Work required:
Only an exact copy belongs in the answer: the line with "Target: yellowish dry" and every line after it through the end of the records, pictures left out.

Given data:
——

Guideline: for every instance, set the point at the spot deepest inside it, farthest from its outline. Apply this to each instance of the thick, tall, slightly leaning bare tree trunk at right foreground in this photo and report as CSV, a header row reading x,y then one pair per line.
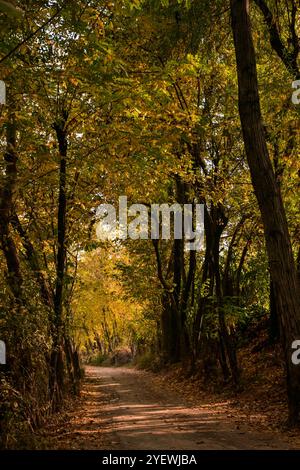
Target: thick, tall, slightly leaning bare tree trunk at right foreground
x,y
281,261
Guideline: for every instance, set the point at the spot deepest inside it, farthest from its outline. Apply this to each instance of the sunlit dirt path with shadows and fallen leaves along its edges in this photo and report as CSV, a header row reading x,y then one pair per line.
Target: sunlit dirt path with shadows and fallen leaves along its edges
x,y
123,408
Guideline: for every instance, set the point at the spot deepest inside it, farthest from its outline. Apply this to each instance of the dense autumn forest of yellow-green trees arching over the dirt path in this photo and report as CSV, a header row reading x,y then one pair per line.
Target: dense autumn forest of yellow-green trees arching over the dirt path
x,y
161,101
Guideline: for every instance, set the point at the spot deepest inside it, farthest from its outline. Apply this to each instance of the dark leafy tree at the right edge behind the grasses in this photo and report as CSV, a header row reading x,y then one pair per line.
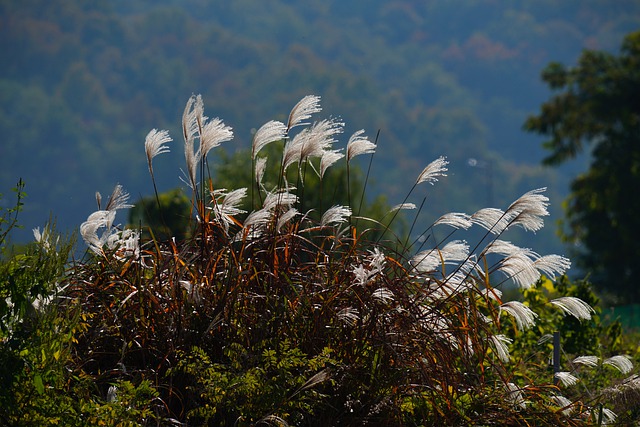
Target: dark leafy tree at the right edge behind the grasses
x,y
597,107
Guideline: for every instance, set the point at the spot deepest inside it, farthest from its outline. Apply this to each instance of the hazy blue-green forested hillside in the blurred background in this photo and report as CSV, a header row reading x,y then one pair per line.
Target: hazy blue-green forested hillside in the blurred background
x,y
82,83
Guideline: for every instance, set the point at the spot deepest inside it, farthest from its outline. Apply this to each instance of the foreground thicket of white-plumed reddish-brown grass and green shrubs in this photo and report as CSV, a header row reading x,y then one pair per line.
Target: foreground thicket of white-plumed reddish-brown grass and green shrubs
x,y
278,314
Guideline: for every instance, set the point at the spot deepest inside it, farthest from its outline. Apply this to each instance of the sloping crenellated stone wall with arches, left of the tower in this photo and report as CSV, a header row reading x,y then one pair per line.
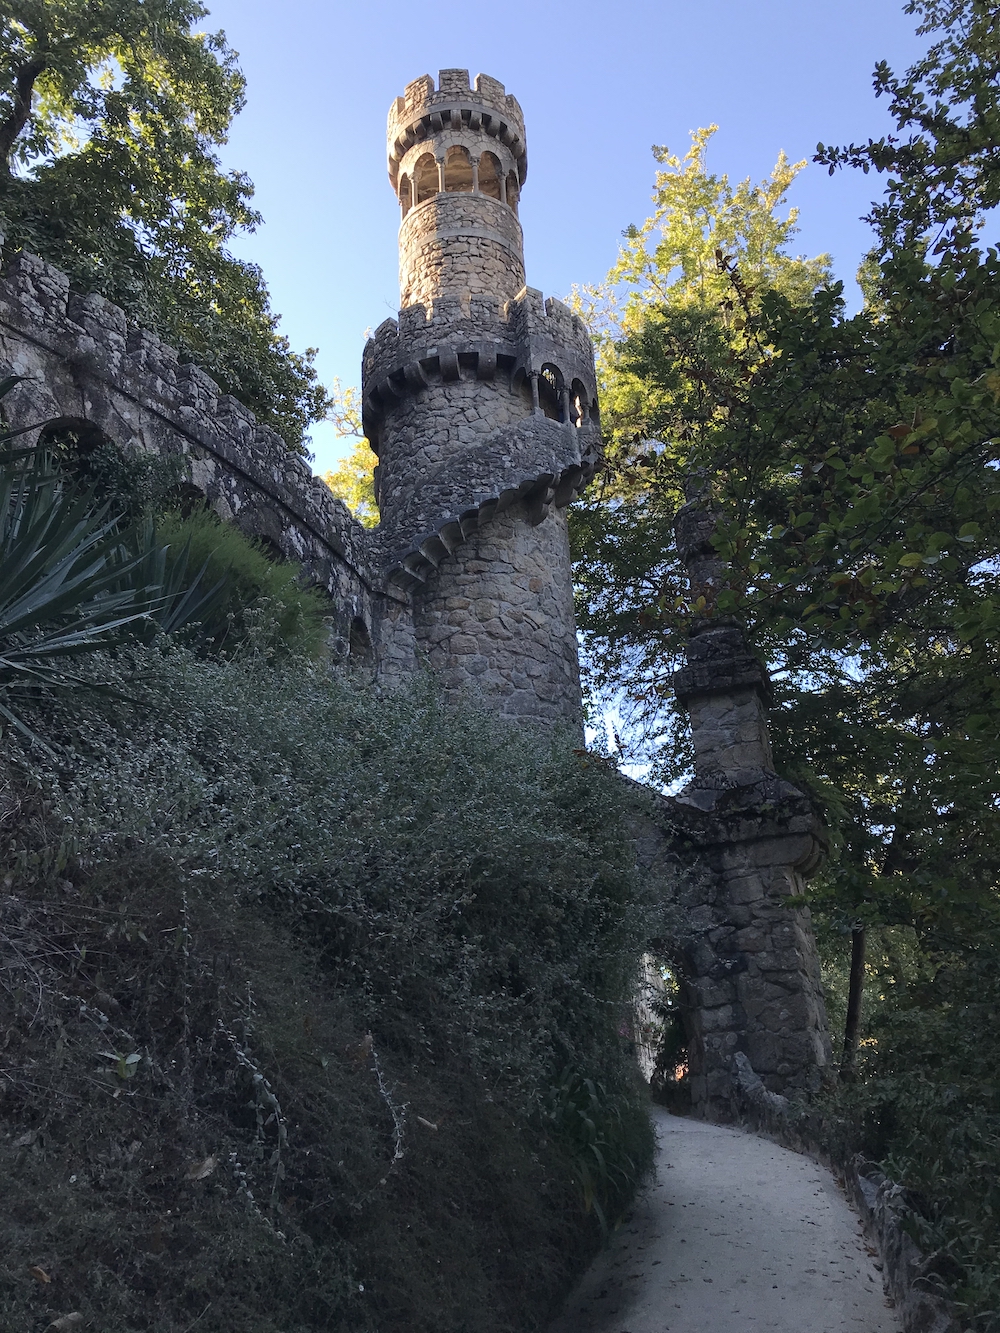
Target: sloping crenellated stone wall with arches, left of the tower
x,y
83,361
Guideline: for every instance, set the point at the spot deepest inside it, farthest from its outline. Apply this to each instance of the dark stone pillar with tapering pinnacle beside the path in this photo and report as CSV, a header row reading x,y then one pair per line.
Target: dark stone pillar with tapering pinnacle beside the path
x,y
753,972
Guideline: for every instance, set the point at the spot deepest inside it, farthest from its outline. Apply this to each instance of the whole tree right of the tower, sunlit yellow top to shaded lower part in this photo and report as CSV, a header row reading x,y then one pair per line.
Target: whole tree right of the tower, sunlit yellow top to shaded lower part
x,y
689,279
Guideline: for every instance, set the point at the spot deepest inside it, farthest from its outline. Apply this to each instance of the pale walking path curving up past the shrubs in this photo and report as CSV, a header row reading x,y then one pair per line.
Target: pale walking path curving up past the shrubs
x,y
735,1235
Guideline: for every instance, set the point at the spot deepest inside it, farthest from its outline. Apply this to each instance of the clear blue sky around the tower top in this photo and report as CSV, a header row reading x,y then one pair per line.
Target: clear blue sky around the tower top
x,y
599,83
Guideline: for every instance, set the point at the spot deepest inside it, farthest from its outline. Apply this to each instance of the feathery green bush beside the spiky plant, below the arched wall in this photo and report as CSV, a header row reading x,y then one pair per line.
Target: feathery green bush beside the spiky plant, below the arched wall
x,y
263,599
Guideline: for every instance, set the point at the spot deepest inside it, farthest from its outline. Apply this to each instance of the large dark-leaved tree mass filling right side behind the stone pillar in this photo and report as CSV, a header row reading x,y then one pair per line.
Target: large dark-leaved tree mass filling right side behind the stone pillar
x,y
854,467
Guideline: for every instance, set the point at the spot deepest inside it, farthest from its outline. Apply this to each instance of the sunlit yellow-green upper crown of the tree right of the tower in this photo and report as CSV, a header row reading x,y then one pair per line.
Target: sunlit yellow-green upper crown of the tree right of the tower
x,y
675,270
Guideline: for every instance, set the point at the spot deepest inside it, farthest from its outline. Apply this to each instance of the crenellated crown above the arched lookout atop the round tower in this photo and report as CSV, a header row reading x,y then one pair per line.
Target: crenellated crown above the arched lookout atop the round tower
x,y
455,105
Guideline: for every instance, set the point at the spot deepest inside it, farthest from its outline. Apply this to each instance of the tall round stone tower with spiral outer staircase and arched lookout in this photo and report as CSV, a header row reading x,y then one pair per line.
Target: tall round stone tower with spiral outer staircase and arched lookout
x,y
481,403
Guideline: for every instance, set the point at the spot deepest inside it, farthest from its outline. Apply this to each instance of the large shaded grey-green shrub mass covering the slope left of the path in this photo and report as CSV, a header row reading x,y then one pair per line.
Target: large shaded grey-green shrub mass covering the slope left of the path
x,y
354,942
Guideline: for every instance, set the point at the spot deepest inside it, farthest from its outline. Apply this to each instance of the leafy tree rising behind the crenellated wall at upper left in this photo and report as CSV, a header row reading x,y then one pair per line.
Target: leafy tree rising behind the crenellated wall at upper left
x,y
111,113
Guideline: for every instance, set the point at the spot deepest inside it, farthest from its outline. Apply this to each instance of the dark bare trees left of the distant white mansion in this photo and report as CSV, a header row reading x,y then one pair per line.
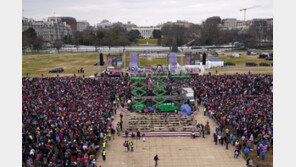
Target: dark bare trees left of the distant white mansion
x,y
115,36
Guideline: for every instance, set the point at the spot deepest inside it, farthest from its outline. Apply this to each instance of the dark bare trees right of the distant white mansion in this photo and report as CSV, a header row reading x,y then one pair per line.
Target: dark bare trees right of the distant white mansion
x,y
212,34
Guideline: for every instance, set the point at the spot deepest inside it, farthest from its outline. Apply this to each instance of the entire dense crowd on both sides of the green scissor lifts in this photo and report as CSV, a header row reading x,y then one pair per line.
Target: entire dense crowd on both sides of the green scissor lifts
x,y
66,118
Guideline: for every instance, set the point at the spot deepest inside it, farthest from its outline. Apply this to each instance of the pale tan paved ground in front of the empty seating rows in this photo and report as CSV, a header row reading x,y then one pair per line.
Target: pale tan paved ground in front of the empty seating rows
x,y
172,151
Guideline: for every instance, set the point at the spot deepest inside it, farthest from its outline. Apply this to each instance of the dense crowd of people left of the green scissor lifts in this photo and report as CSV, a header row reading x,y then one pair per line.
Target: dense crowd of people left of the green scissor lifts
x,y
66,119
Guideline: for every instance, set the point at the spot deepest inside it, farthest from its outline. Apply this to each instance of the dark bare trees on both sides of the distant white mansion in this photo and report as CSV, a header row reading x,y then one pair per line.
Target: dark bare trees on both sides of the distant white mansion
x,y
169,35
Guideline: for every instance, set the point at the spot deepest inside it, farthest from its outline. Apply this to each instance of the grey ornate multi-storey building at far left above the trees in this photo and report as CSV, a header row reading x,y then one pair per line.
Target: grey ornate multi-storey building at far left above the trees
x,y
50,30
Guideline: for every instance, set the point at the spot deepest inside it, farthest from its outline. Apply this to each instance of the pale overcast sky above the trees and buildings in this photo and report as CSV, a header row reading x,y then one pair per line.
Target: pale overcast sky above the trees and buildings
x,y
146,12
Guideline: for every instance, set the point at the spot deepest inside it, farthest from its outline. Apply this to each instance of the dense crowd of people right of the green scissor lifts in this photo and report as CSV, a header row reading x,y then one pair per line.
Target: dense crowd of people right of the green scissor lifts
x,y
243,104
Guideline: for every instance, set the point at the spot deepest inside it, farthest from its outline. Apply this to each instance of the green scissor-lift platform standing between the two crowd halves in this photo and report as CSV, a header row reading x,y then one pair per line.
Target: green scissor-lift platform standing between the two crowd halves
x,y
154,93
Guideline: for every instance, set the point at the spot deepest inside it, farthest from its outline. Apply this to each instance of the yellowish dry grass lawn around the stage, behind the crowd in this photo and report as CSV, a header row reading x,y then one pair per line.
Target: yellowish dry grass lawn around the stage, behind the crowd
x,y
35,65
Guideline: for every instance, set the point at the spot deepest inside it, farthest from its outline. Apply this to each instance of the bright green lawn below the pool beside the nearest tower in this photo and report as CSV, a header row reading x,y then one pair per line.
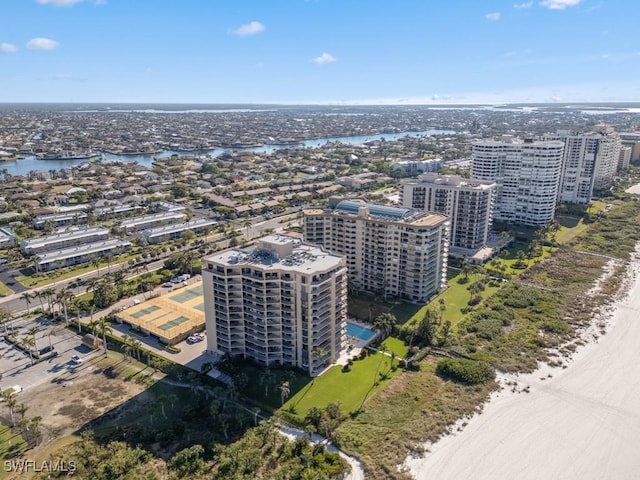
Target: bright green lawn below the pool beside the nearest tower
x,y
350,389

——

Exercise answer:
Target: yellowish dry grass lawn around the stage, behind the crowd
x,y
35,65
Guideline: for every instance, set the point at the spot deepest inside it, farthest from its outline. Apply this to each instance of the bright green lawn below the pool beside the nearest tower in this photo and report as CSV, a header row reading x,y then one pair per line.
Target: bright green lawn below the pool beside the nearest tower
x,y
350,389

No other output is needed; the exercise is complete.